▶ Problem to solve:
Reproduce, word for word, the part of the salt article below that runs between "The problem lies" and "our salt intake.", inclusive.

Flavour without salt?
Eating without salt is often associated with bland, tasteless food, but does it have to be that way? Let's look at the consumption of this condiment and some possible alternatives.
on today's menu11 September 2017
According to the Spanish Association for Consumer Affairs, Food Safety and Nutrition (AECOSAN), in Spain we consume an average 9.7 grams of salt per day, almost double the World Health Organisation’s recommendation. The WHO recommends a daily salt consumption of 5 grams, the equivalent of one teaspoon or 2 grams of sodium per day.
The truth is, almost nobody controls the amount of salt in their food, we season with 'a pinch' and hardly take into account the proportion of salt found in sausages and cut meats, frozen meals, sauces and appetizers that represent 72% of the sodium we ingest.
The problem lies in an excess consumption of salt which is associated with an increase in blood pressure and consequently in cardiovascular diseases. Since we know that 45% of heart attacks and 50% of strokes are associated with high blood pressure, it is vital to take preventative measures and evaluate the various behaviours we can adopt in order to reduce or adjust our salt intake.
• Control the amount of salt in homemade meals. This can be done by adding just the right measurement of salt in a teaspoon and trying not to use more during the day.
• Carefully look at the ingredients in the foods you buy and try to compare and choose those that best suit your needs. To calculate the salt content, multiply the grams of sodium by 2.5.

▶ Listed entries:
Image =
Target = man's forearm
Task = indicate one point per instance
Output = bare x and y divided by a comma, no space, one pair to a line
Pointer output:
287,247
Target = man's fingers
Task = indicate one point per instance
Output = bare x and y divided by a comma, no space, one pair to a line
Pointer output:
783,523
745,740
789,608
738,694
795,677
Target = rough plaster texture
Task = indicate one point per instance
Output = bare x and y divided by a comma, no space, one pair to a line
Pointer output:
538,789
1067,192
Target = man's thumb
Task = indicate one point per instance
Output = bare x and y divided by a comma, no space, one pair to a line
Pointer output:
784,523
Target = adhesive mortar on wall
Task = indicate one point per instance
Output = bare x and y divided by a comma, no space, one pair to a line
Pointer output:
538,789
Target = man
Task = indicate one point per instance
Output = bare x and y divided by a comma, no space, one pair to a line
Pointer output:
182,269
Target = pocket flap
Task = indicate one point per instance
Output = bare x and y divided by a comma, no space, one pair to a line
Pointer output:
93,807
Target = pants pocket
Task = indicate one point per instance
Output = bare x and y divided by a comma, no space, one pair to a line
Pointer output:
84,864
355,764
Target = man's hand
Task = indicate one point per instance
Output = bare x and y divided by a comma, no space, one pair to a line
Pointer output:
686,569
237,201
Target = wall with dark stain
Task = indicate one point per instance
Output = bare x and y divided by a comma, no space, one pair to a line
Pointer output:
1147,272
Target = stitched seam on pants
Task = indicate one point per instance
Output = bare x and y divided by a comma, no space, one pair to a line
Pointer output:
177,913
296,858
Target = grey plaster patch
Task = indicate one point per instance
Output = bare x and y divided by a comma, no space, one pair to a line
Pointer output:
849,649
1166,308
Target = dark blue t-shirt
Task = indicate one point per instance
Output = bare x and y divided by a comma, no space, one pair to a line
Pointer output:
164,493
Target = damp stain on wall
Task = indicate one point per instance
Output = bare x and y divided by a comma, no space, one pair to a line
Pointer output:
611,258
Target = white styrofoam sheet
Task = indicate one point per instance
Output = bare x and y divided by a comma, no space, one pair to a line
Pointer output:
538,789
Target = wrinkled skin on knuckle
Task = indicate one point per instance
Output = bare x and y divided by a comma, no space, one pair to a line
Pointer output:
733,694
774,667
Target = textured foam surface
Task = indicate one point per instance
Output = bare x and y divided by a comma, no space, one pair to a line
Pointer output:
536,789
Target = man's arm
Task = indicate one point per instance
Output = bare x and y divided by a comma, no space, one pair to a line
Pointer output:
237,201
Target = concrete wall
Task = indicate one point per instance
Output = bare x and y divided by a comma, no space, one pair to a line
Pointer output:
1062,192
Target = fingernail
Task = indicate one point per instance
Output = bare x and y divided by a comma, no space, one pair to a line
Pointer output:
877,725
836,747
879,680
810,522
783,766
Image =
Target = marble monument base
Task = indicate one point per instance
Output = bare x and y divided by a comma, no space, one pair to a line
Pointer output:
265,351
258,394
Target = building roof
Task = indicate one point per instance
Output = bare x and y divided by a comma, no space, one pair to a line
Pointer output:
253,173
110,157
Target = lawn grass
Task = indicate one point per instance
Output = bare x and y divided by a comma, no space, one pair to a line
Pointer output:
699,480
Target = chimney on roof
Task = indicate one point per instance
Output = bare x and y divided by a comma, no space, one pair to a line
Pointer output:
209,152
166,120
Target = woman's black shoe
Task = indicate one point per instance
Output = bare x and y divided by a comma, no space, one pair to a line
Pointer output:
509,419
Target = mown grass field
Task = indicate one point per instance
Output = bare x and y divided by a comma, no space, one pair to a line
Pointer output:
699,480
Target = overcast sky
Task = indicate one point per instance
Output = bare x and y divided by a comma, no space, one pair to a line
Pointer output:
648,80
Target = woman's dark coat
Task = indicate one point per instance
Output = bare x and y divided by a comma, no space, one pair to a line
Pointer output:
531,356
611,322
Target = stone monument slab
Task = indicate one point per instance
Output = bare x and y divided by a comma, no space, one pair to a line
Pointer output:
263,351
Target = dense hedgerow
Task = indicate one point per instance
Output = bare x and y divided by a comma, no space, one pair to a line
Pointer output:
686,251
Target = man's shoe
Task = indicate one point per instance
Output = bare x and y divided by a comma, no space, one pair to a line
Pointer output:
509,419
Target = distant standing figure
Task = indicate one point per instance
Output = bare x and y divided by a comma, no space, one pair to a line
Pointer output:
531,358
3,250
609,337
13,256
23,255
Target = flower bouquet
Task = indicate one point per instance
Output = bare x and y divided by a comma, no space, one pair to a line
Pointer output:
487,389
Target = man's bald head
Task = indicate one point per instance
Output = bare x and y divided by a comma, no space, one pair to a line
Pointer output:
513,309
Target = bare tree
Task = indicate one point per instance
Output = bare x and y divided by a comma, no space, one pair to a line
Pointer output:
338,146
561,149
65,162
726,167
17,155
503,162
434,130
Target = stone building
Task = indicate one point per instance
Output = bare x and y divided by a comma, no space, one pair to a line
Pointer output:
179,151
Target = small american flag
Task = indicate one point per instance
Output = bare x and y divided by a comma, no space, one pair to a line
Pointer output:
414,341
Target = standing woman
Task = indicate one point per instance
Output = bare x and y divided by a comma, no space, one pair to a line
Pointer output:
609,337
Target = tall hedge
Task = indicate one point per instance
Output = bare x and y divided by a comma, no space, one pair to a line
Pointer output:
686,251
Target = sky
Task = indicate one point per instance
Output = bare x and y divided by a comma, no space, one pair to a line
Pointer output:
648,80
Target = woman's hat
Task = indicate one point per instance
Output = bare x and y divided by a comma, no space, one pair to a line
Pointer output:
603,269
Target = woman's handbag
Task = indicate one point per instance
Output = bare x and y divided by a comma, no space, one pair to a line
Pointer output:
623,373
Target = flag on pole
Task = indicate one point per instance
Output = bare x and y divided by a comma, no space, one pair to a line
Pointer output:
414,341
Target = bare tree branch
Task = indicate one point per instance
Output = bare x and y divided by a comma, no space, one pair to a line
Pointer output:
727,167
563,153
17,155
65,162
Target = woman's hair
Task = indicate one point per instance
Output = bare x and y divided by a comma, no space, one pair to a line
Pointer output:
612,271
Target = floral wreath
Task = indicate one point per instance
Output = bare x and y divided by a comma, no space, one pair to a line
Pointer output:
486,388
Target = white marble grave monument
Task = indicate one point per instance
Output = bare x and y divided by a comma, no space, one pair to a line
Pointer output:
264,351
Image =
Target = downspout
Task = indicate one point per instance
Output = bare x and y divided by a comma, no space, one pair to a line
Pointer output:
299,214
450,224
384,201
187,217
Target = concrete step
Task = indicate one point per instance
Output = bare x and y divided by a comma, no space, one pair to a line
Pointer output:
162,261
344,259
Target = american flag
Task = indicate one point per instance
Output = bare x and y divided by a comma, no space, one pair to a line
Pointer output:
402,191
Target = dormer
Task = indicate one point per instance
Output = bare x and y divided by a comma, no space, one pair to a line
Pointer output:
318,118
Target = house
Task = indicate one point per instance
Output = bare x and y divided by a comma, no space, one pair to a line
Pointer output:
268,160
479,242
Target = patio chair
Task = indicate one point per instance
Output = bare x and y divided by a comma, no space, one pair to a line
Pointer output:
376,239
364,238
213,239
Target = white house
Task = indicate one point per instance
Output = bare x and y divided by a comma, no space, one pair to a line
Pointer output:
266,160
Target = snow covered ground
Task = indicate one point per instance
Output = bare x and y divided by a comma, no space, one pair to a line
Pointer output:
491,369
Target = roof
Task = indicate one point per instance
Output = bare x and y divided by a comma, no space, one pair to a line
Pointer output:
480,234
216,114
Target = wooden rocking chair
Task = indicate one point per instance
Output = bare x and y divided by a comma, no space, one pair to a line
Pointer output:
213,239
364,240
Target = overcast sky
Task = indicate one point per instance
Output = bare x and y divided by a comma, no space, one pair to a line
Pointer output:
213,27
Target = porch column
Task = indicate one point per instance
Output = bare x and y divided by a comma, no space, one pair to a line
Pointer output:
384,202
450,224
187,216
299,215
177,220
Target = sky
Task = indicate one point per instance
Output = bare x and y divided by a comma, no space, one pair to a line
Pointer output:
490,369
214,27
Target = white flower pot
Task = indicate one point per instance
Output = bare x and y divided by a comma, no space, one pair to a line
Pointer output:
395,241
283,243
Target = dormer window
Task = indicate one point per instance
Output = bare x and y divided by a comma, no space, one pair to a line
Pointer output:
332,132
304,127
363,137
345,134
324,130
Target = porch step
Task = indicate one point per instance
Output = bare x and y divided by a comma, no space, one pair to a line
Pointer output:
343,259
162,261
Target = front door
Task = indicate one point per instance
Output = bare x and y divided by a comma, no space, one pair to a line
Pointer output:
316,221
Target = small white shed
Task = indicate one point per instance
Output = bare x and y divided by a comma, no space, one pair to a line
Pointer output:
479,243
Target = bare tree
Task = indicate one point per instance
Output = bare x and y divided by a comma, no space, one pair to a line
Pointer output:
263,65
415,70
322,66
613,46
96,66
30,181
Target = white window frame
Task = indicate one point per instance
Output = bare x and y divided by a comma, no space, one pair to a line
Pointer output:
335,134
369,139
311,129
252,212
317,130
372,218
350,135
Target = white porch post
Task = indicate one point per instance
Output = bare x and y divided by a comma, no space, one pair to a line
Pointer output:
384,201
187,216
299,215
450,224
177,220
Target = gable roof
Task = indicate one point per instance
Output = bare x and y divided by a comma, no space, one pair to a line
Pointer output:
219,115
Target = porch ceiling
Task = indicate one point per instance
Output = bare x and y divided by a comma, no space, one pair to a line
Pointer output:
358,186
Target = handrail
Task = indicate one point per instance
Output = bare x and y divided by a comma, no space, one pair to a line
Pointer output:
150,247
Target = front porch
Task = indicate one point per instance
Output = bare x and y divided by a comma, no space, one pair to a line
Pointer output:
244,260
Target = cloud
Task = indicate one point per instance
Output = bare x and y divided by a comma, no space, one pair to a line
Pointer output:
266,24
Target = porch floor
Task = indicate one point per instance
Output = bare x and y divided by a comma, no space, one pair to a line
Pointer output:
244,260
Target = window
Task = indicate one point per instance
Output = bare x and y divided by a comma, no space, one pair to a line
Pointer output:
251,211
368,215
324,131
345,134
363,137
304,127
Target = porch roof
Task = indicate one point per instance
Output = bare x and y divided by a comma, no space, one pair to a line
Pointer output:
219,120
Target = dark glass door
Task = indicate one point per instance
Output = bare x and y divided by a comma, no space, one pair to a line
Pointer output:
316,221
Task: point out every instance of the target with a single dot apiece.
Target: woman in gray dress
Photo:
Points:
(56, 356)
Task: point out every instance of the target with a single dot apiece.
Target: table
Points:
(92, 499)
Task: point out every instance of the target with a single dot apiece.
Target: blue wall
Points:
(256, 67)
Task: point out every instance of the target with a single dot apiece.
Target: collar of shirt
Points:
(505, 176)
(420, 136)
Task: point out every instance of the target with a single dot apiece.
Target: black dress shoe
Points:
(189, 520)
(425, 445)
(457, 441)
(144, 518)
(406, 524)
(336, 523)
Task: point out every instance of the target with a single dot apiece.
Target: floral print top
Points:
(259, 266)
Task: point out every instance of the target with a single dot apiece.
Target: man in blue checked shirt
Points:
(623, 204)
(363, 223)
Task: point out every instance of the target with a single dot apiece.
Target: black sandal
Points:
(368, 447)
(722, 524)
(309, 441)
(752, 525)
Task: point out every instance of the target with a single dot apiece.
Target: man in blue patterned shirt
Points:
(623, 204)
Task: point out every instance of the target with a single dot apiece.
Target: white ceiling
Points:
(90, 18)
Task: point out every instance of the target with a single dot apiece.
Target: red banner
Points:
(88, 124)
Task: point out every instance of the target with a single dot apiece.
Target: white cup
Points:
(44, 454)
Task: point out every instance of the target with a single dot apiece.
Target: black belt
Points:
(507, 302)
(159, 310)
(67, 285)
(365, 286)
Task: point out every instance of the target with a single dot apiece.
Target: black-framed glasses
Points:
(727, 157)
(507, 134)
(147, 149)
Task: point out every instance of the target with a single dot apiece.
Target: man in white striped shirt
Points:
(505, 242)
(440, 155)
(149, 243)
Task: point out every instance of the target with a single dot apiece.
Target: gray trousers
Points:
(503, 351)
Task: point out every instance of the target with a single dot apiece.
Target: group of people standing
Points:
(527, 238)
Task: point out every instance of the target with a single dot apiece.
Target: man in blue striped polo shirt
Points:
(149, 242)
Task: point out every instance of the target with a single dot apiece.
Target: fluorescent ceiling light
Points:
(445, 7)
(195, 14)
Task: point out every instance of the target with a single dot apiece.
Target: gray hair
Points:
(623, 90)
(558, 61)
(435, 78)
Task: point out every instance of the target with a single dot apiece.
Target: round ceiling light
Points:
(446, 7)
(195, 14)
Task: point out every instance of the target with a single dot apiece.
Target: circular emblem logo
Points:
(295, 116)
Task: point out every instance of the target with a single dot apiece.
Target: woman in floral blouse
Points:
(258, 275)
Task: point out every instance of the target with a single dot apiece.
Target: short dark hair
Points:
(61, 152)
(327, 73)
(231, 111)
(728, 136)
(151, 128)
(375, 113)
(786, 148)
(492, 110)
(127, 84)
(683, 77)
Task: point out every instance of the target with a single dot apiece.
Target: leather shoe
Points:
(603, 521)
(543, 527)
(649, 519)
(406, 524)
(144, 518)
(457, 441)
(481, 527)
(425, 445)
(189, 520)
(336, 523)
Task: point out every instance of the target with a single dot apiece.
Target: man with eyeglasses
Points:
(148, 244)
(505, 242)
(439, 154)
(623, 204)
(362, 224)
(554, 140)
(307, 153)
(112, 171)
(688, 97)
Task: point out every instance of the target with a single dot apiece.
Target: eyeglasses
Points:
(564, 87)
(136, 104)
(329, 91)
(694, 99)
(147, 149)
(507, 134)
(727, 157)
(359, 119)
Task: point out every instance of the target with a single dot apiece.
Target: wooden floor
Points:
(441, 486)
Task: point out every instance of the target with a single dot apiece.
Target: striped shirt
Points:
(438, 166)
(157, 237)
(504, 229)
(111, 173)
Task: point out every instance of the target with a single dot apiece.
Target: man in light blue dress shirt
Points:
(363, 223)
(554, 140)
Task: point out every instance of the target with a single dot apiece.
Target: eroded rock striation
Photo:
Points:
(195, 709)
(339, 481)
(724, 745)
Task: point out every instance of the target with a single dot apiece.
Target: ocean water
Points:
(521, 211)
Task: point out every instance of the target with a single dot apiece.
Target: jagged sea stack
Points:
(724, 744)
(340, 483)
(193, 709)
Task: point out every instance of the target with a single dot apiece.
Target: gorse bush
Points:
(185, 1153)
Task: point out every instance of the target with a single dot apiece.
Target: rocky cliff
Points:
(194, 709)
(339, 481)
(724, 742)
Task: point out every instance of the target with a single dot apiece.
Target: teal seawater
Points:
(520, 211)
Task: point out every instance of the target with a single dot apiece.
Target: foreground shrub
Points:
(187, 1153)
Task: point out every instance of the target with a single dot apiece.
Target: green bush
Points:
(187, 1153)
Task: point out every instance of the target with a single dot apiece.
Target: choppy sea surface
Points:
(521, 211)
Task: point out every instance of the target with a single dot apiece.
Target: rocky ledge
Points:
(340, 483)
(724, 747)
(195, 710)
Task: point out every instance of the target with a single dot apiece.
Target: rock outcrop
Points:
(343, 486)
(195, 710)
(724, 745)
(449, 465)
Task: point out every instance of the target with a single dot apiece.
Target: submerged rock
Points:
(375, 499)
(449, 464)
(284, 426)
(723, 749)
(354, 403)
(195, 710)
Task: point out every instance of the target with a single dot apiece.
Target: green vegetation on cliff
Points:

▶ Response area:
The problem lies in an excess consumption of salt which is associated with an increase in blood pressure and consequently in cardiovascular diseases. Since we know that 45% of heart attacks and 50% of strokes are associated with high blood pressure, it is vital to take preventative measures and evaluate the various behaviours we can adopt in order to reduce or adjust our salt intake.